:: TEXT EXCERPT ::

A simple formula for how to get into baseball: watch as many games as possible, preferably with someone with knowledge of the game; follow teams or players daily or weekly; watch movies or read books related to baseball; and attend live games to appreciate the overall atmosphere of America’s oldest major sport.

If you’re young enough, try playing a little baseball. Just learning to throw and catch a ball for the first time can be fun. Hitting a ball coming at you with a round bat and hearing — even feeling — the sensation of batting could be a thrill.

Here are simple tips, some gathered by scouring baseball fan forums, to help someone to get to know and eventually love the game of baseball.

Watch Baseball Games

For someone entirely new to baseball, the game can deceivingly look barely involved, even slow, especially between action. But just seeing players spread around the diamond is like looking into the mirror to try learn everything you need to know about yourself. That is, you don’t. All you see is an exterior face, and maybe an emotion of expression, but there’s so much more.

:: DATA SECTION ::
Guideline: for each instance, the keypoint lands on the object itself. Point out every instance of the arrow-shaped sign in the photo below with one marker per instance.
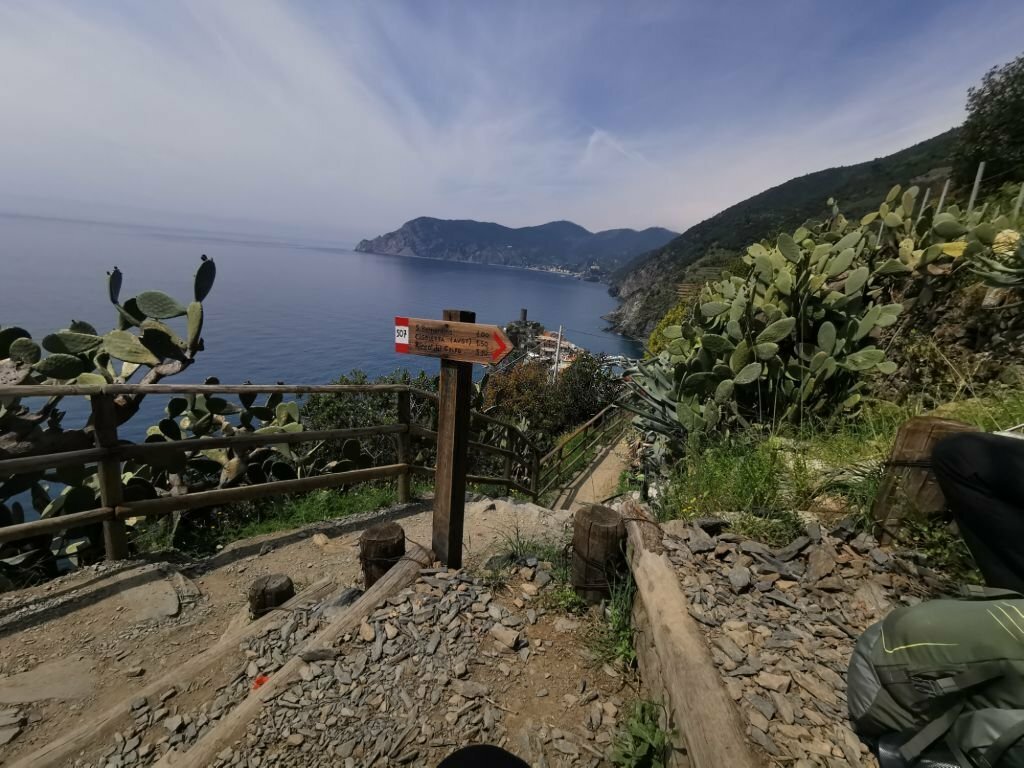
(467, 342)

:: WHAT TO WORK ON ::
Restate the stretch of the baseball text from "A simple formula" through "game of baseball.", replacing "games" with "matches".

:: WRITTEN ANSWER ::
A simple formula for how to get into baseball: watch as many matches as possible, preferably with someone with knowledge of the game; follow teams or players daily or weekly; watch movies or read books related to baseball; and attend live matches to appreciate the overall atmosphere of America’s oldest major sport.

If you’re young enough, try playing a little baseball. Just learning to throw and catch a ball for the first time can be fun. Hitting a ball coming at you with a round bat and hearing — even feeling — the sensation of batting could be a thrill.

Here are simple tips, some gathered by scouring baseball fan forums, to help someone to get to know and eventually love the game of baseball.